======== Information given

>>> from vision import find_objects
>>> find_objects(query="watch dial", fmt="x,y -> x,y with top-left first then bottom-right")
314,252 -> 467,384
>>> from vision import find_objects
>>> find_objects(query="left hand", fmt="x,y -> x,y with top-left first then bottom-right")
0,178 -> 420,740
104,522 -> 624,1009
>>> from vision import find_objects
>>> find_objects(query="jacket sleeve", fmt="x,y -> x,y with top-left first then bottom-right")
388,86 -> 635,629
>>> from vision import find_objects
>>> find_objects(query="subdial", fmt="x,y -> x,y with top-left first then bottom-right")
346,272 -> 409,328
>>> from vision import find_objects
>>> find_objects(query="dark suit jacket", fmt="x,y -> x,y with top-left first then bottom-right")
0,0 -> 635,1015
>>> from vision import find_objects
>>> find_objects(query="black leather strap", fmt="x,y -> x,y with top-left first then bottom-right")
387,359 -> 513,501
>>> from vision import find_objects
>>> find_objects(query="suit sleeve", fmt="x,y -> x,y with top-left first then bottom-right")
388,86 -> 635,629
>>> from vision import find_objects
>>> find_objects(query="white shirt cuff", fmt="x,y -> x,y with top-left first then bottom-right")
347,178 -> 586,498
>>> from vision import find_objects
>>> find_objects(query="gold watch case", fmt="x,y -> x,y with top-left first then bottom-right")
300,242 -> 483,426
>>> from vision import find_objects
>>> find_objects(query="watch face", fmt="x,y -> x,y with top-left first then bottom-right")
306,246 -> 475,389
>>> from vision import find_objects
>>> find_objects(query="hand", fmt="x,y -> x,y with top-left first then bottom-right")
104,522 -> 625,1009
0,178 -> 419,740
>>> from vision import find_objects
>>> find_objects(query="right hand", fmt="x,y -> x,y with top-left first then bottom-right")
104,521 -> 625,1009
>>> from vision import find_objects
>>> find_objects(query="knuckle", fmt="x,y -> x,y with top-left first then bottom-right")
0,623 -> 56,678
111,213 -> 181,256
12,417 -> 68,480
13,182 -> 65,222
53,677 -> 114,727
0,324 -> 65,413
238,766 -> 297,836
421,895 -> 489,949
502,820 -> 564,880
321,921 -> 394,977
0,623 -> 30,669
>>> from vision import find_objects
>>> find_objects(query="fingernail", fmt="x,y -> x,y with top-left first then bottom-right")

================

• **Written task**: Reproduce all the rows above without changing a single character.

• **Correct answer**:
>>> from vision import find_objects
>>> find_objects(query="watch dial", fmt="x,y -> x,y with top-left first then bottom-right")
314,252 -> 467,384
>>> from vision import find_objects
>>> find_objects(query="left hand", fmt="x,y -> x,y with top-left first then bottom-right")
0,178 -> 420,740
104,522 -> 624,1009
>>> from vision import find_objects
>>> find_objects(query="jacket sleeve", fmt="x,y -> x,y with top-left first then bottom-right")
388,86 -> 635,629
>>> from vision import find_objects
>>> find_objects(query="subdial", fmt="x,y -> x,y with top-left first then bottom-right")
346,272 -> 409,328
>>> from vision import find_objects
>>> find_objects(query="dark suit jacket", fmt="x,y -> x,y with top-left first then bottom-right")
0,0 -> 635,1015
>>> from vision import find_objects
>>> find_objects(query="black leather strap", fmt="x,y -> x,y with top-left first then bottom-right")
387,359 -> 513,501
>>> from vision import find_objects
>>> find_objects(query="suit sleeve", fmt="x,y -> x,y with top-left first then bottom-right")
388,86 -> 635,629
>>> from vision import find_objects
>>> find_objects(query="white shirt cuff", fmt="x,y -> x,y with top-left first then bottom-right")
347,178 -> 586,498
>>> from vision import find_objects
>>> find_objects(query="gold watch case", fmt="x,y -> x,y with top-left first then bottom-right")
300,242 -> 483,426
>>> from vision import find_objects
>>> find_objects(query="watch face", fmt="x,y -> x,y with top-left first then bottom-right")
306,246 -> 475,389
>>> from vision import find_objects
>>> find_objects(query="hand", fmt="x,y -> x,y with top-left first then bottom-right")
104,522 -> 625,1009
0,178 -> 419,740
>>> from vision import find_objects
>>> find_objects(query="right hand", fmt="x,y -> x,y with top-left first then bottom-right")
104,521 -> 625,1009
>>> from vision import find_objects
>>> find_objects(query="knuckle", fmt="x,y -> x,y with top-left first then bottom-right")
0,623 -> 56,678
111,213 -> 181,256
12,417 -> 68,480
13,182 -> 65,222
53,677 -> 114,727
0,324 -> 65,413
238,766 -> 297,836
421,895 -> 489,949
502,820 -> 564,880
321,921 -> 394,977
0,623 -> 30,669
>>> from vision import find_objects
>>> find_objects(query="fingernail", fmt="x,y -> x,y with top-left first then bottom-right")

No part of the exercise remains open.